Write out the material below word for word, starting at its first line and ending with the line that contains "[828,147,850,209]". Include both of those lines and nothing after them.
*****
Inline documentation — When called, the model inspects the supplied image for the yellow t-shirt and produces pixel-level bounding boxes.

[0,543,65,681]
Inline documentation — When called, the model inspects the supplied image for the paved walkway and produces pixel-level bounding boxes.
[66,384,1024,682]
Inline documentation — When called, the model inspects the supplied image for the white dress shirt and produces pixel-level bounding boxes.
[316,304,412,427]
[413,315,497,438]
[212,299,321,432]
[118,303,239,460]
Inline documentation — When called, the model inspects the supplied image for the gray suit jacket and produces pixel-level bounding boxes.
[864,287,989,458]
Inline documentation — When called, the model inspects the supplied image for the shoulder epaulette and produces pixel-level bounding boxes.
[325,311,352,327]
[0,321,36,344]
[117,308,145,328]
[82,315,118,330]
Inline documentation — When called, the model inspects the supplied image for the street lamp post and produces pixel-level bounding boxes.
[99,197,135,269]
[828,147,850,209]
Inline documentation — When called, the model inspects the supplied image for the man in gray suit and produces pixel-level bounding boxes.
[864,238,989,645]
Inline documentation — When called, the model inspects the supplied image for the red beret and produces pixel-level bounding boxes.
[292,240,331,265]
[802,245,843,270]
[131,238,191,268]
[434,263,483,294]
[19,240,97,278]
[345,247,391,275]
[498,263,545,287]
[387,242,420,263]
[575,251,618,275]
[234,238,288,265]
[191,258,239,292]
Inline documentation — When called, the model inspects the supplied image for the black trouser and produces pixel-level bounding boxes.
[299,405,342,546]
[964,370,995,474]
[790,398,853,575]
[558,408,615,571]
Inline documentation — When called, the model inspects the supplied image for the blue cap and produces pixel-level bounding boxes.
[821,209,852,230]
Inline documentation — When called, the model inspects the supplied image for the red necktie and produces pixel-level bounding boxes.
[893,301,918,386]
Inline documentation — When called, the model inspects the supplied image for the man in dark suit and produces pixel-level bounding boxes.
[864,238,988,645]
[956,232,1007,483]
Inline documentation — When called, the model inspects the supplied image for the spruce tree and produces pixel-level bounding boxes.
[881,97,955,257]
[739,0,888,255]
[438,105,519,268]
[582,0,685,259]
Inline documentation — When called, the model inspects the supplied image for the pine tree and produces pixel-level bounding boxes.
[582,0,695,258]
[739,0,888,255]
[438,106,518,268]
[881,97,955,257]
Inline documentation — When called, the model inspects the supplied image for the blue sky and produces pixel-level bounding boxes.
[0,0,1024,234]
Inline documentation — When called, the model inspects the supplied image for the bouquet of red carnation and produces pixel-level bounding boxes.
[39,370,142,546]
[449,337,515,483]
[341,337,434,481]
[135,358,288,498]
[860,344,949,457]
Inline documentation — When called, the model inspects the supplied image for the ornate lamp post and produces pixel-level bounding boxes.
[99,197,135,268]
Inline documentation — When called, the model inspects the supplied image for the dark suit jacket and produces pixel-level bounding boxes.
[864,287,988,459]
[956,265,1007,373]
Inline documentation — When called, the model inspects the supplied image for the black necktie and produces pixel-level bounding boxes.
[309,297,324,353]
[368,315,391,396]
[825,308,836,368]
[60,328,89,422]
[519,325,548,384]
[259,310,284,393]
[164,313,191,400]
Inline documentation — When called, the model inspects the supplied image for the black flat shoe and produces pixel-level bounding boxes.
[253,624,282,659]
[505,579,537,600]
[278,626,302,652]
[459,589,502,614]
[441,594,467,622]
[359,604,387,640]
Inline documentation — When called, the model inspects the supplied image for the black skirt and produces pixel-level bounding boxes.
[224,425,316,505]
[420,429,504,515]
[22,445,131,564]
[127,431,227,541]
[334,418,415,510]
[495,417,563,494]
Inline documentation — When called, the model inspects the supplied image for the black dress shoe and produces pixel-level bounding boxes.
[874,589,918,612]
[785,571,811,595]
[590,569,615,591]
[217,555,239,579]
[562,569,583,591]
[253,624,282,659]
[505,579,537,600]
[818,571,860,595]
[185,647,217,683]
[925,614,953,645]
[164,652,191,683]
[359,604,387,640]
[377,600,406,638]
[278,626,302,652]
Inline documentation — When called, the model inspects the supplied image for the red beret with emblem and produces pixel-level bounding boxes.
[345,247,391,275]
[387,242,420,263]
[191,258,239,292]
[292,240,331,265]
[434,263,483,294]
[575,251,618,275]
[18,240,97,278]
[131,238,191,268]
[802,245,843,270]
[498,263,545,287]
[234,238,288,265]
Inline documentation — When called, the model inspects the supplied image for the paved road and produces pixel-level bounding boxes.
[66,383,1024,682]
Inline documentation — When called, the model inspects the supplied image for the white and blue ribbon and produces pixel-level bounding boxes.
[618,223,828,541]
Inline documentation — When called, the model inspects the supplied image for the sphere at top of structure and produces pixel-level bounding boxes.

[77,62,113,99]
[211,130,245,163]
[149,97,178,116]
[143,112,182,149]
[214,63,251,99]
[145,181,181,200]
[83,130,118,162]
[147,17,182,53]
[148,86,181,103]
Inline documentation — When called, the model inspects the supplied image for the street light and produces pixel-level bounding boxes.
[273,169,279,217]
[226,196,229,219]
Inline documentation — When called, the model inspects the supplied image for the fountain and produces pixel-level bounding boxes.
*****
* Output of the task:
Inline documentation — When called, the model inspects the supplied image for the yellow t-shirt and produces pixel-level bounding boxes.

[0,543,65,681]
Inline documentation — When called, the model inspects the supplied image for the paved walkway and produces pixel-level bounding boxes.
[66,384,1024,682]
Inline documentation — When called, the model inspects the supplied image for the white dress shirt and produces pixel-level bounding boxes.
[316,304,412,427]
[413,315,497,438]
[212,299,321,432]
[118,303,239,460]
Inline documentation — When called, the model inspects the supplied image for the gray suit jacket and produces pixel-level bounding boxes.
[864,287,989,458]
Inline documentation — When called, the model inspects the supplied image for the shoulder epaulette and produces pixel-level bounding boxes.
[325,311,352,327]
[0,321,36,344]
[117,308,145,328]
[82,315,118,330]
Inline documentation — When called, the model inspects the supplied image for the street lamp post and produces pixel-level bounding boxes.
[99,197,135,269]
[828,147,850,209]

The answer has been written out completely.